> [WHAT TO DO]:
Restate the full listing word for word and leave the pictures out.

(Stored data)
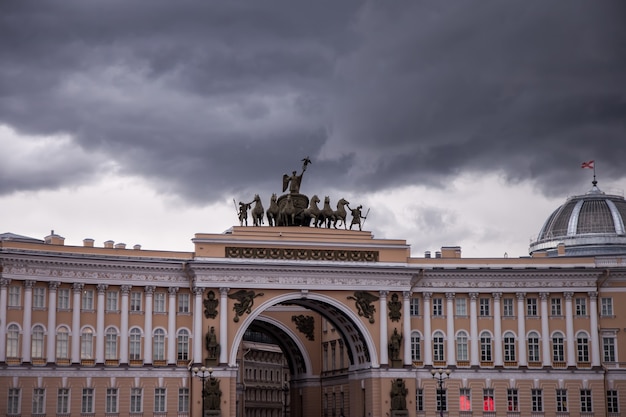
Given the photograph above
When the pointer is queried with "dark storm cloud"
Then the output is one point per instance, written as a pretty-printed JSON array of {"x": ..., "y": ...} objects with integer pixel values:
[{"x": 219, "y": 98}]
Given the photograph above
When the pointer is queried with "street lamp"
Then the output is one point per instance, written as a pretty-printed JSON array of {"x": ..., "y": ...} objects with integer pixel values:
[
  {"x": 203, "y": 373},
  {"x": 440, "y": 375}
]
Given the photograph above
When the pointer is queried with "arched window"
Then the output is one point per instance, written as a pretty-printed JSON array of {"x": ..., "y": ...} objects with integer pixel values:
[
  {"x": 509, "y": 347},
  {"x": 462, "y": 351},
  {"x": 183, "y": 345},
  {"x": 110, "y": 344},
  {"x": 36, "y": 342},
  {"x": 438, "y": 343},
  {"x": 416, "y": 346},
  {"x": 158, "y": 345},
  {"x": 533, "y": 347},
  {"x": 134, "y": 346}
]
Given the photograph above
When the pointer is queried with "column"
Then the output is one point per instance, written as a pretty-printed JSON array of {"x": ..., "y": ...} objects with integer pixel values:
[
  {"x": 521, "y": 329},
  {"x": 593, "y": 317},
  {"x": 474, "y": 349},
  {"x": 125, "y": 289},
  {"x": 4, "y": 284},
  {"x": 384, "y": 354},
  {"x": 497, "y": 329},
  {"x": 171, "y": 326},
  {"x": 101, "y": 288},
  {"x": 224, "y": 325},
  {"x": 197, "y": 325},
  {"x": 147, "y": 335},
  {"x": 545, "y": 329},
  {"x": 570, "y": 344},
  {"x": 27, "y": 320},
  {"x": 77, "y": 289},
  {"x": 428, "y": 343},
  {"x": 406, "y": 327},
  {"x": 52, "y": 321},
  {"x": 451, "y": 354}
]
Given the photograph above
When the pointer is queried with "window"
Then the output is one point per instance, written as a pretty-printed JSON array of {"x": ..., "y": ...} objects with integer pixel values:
[
  {"x": 39, "y": 297},
  {"x": 581, "y": 307},
  {"x": 507, "y": 307},
  {"x": 582, "y": 347},
  {"x": 87, "y": 300},
  {"x": 36, "y": 342},
  {"x": 63, "y": 340},
  {"x": 485, "y": 347},
  {"x": 461, "y": 307},
  {"x": 416, "y": 346},
  {"x": 533, "y": 347},
  {"x": 612, "y": 401},
  {"x": 135, "y": 301},
  {"x": 134, "y": 346},
  {"x": 183, "y": 400},
  {"x": 63, "y": 401},
  {"x": 585, "y": 401},
  {"x": 558, "y": 347},
  {"x": 512, "y": 399},
  {"x": 135, "y": 400},
  {"x": 509, "y": 347},
  {"x": 15, "y": 296},
  {"x": 86, "y": 404},
  {"x": 561, "y": 400},
  {"x": 63, "y": 299},
  {"x": 438, "y": 353},
  {"x": 488, "y": 401},
  {"x": 608, "y": 347},
  {"x": 462, "y": 352},
  {"x": 183, "y": 345},
  {"x": 555, "y": 307},
  {"x": 465, "y": 399},
  {"x": 111, "y": 401},
  {"x": 158, "y": 341},
  {"x": 536, "y": 396},
  {"x": 13, "y": 406},
  {"x": 86, "y": 343},
  {"x": 159, "y": 302},
  {"x": 111, "y": 301},
  {"x": 414, "y": 307},
  {"x": 437, "y": 307},
  {"x": 13, "y": 341},
  {"x": 39, "y": 398},
  {"x": 159, "y": 400},
  {"x": 484, "y": 310},
  {"x": 110, "y": 344},
  {"x": 531, "y": 307}
]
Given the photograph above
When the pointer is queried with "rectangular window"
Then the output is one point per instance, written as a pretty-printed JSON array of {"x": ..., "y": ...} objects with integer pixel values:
[
  {"x": 159, "y": 302},
  {"x": 183, "y": 303},
  {"x": 39, "y": 297},
  {"x": 414, "y": 307},
  {"x": 555, "y": 307},
  {"x": 87, "y": 300},
  {"x": 437, "y": 307},
  {"x": 86, "y": 404},
  {"x": 461, "y": 307},
  {"x": 536, "y": 396},
  {"x": 63, "y": 401},
  {"x": 507, "y": 307},
  {"x": 111, "y": 401},
  {"x": 159, "y": 400}
]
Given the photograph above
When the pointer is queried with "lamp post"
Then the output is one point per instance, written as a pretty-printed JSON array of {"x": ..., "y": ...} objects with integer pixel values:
[
  {"x": 440, "y": 375},
  {"x": 203, "y": 373}
]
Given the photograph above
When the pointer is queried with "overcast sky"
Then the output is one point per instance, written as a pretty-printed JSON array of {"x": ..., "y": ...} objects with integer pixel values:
[{"x": 454, "y": 123}]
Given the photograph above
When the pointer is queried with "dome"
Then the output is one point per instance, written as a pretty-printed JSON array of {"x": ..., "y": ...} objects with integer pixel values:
[{"x": 586, "y": 225}]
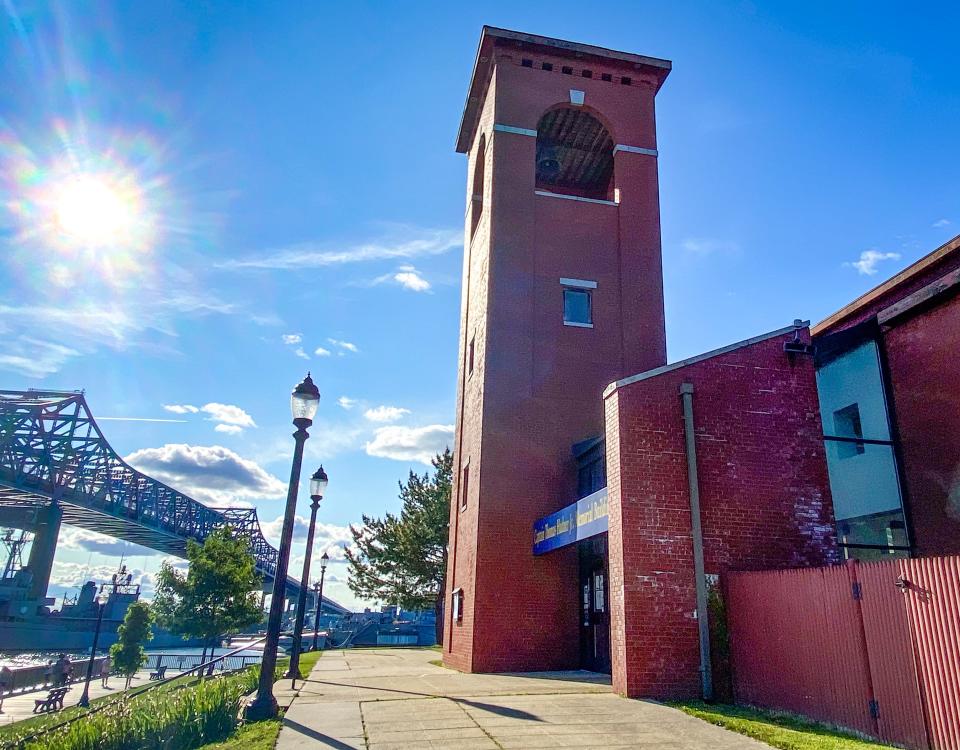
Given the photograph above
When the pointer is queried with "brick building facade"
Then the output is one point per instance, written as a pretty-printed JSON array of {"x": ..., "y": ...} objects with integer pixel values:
[{"x": 598, "y": 492}]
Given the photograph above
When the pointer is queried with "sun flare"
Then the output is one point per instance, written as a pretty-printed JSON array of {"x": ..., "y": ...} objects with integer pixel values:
[{"x": 96, "y": 210}]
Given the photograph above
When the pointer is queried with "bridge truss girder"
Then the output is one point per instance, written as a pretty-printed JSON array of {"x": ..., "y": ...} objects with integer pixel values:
[{"x": 52, "y": 451}]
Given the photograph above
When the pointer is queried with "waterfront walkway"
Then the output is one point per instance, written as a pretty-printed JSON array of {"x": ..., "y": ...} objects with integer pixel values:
[
  {"x": 395, "y": 699},
  {"x": 20, "y": 706}
]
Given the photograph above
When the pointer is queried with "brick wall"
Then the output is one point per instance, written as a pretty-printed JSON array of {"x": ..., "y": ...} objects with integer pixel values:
[
  {"x": 764, "y": 498},
  {"x": 537, "y": 384},
  {"x": 924, "y": 370}
]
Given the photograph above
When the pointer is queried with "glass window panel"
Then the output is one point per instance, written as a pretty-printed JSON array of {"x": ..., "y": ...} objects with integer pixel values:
[
  {"x": 576, "y": 306},
  {"x": 853, "y": 380},
  {"x": 881, "y": 530},
  {"x": 864, "y": 484}
]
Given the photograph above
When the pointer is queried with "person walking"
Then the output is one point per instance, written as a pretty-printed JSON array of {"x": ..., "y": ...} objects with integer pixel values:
[
  {"x": 60, "y": 670},
  {"x": 105, "y": 671}
]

> [FINAL RESULT]:
Given the photograph above
When the pointer is queried with "dark storm cloud"
Then the output is one point per instance, written as a pretty-printed JSON array of {"x": ..., "y": ...} objects with integer pixel values:
[{"x": 219, "y": 98}]
Given the photograph above
When the pointer is queried with "street lamp"
Then the output is one point per instance, written as a pretty-printed JSON array of {"x": ..., "y": ...} objects with integer pixel values:
[
  {"x": 203, "y": 373},
  {"x": 440, "y": 375}
]
Given the photograph above
When the pointer is queried with "arched window"
Then the output is one point per instance, written as a pretty-printed JSON array of {"x": ..., "y": ...} objects with integer pixel values:
[
  {"x": 509, "y": 347},
  {"x": 462, "y": 351},
  {"x": 183, "y": 345},
  {"x": 110, "y": 344},
  {"x": 36, "y": 342},
  {"x": 438, "y": 343},
  {"x": 416, "y": 346},
  {"x": 158, "y": 345},
  {"x": 533, "y": 347},
  {"x": 134, "y": 346}
]
Given the photograph above
When the pointer is queried with "column"
Then the output is one point per instance, written as a pretty-printed JSON array of {"x": ..., "y": ...} objects with integer pixel values:
[
  {"x": 521, "y": 329},
  {"x": 593, "y": 317},
  {"x": 474, "y": 349},
  {"x": 125, "y": 289},
  {"x": 4, "y": 284},
  {"x": 384, "y": 354},
  {"x": 497, "y": 329},
  {"x": 171, "y": 326},
  {"x": 101, "y": 288},
  {"x": 224, "y": 325},
  {"x": 197, "y": 325},
  {"x": 147, "y": 335},
  {"x": 545, "y": 329},
  {"x": 570, "y": 344},
  {"x": 27, "y": 320},
  {"x": 77, "y": 289},
  {"x": 428, "y": 343},
  {"x": 406, "y": 327},
  {"x": 52, "y": 321},
  {"x": 451, "y": 354}
]
Given the photograph above
When the pointer is queried with "window"
Then the output is one point per instance, written as a pretty-printed JSON array of {"x": ..., "y": ...} objects with integer pixel values:
[
  {"x": 39, "y": 297},
  {"x": 581, "y": 307},
  {"x": 507, "y": 307},
  {"x": 582, "y": 347},
  {"x": 87, "y": 300},
  {"x": 36, "y": 342},
  {"x": 63, "y": 340},
  {"x": 485, "y": 347},
  {"x": 461, "y": 307},
  {"x": 416, "y": 346},
  {"x": 533, "y": 347},
  {"x": 612, "y": 401},
  {"x": 135, "y": 301},
  {"x": 134, "y": 346},
  {"x": 183, "y": 400},
  {"x": 63, "y": 401},
  {"x": 585, "y": 401},
  {"x": 558, "y": 347},
  {"x": 512, "y": 399},
  {"x": 135, "y": 400},
  {"x": 509, "y": 347},
  {"x": 15, "y": 296},
  {"x": 86, "y": 404},
  {"x": 561, "y": 400},
  {"x": 63, "y": 299},
  {"x": 438, "y": 353},
  {"x": 488, "y": 401},
  {"x": 608, "y": 347},
  {"x": 462, "y": 352},
  {"x": 183, "y": 345},
  {"x": 555, "y": 307},
  {"x": 465, "y": 399},
  {"x": 111, "y": 401},
  {"x": 158, "y": 341},
  {"x": 536, "y": 396},
  {"x": 13, "y": 406},
  {"x": 86, "y": 343},
  {"x": 159, "y": 302},
  {"x": 111, "y": 301},
  {"x": 414, "y": 307},
  {"x": 437, "y": 307},
  {"x": 13, "y": 341},
  {"x": 39, "y": 398},
  {"x": 159, "y": 400},
  {"x": 484, "y": 310},
  {"x": 110, "y": 344},
  {"x": 531, "y": 307}
]
Given the photograph above
When the pointer is queried with "rectangular window"
Then the output is one point per instance, written as a pretty-printed JSON array of {"x": ..., "y": ...} objects with integer pixel values:
[
  {"x": 159, "y": 302},
  {"x": 183, "y": 303},
  {"x": 39, "y": 297},
  {"x": 414, "y": 307},
  {"x": 555, "y": 307},
  {"x": 87, "y": 300},
  {"x": 437, "y": 307},
  {"x": 86, "y": 404},
  {"x": 461, "y": 307},
  {"x": 536, "y": 396},
  {"x": 63, "y": 401},
  {"x": 507, "y": 307},
  {"x": 111, "y": 401},
  {"x": 159, "y": 400}
]
Given the photograph above
When the pointer is queried with "lamp post"
Then the output is one point per instance, written as a pretty-printed JSON array of {"x": ..., "y": ...} objects with integer pixel values:
[
  {"x": 440, "y": 375},
  {"x": 203, "y": 373}
]
Given the photograph above
When the pointer is queried with "overcast sky"
Then the output is one point per instance, written as a pretty-printed JSON array of {"x": ..., "y": ...} objects with integer pixel values:
[{"x": 454, "y": 123}]
Given the photograph above
When the pointer is queried with "dome"
Then the output is one point per instance, written as a pretty-printed JSON array of {"x": ..., "y": ...} objects with integer pixel values:
[{"x": 586, "y": 225}]
Given the photograph above
When the pointer is queried with "brick building facade"
Then the output is one point per instance, written as a pretty-printed JSON array of {"x": ..., "y": ...} objects with integer pixel values:
[{"x": 598, "y": 492}]
Given the photograph above
When the pointer is queried with "sun flare"
Then the output is one point per instance, written as a pretty-printed JSON array of {"x": ..., "y": ...} objects with integer pixel values:
[{"x": 96, "y": 210}]
Given the photograph above
When the pointer is queried with "bridge truss girder"
Then the output is one point per instance, written as a pretty-printed JSON array of {"x": ..., "y": ...} objects with integer pixel values:
[{"x": 52, "y": 451}]
Given the photograph above
When the pointer is queried with "waterfront walkway"
Then the output is one point per instance, written as a pretty-printed JSON array of {"x": ..., "y": ...} objects with integer pixel values:
[
  {"x": 395, "y": 699},
  {"x": 20, "y": 706}
]
Given the photograph above
When the pointer is queried with "brick wall"
Then the output is one point per instance, written as a pretty-printed JSON array of {"x": ..., "y": ...} objects with integer pixel values:
[
  {"x": 764, "y": 498},
  {"x": 537, "y": 384},
  {"x": 924, "y": 370}
]
Given the photograph above
When the pointer is queried with "glass window panel"
Then the output is one point per instance, written as a pretty-printed JSON array of {"x": ..., "y": ...} objects with integer pixel values:
[
  {"x": 576, "y": 306},
  {"x": 853, "y": 380},
  {"x": 881, "y": 530},
  {"x": 864, "y": 484}
]
Given the photograph above
When the pointer is queried with "person walking"
Then the output is one point per instance, written as a pretty-printed JSON array of {"x": ..., "y": ...} objects with integer pixel values:
[
  {"x": 60, "y": 670},
  {"x": 105, "y": 671}
]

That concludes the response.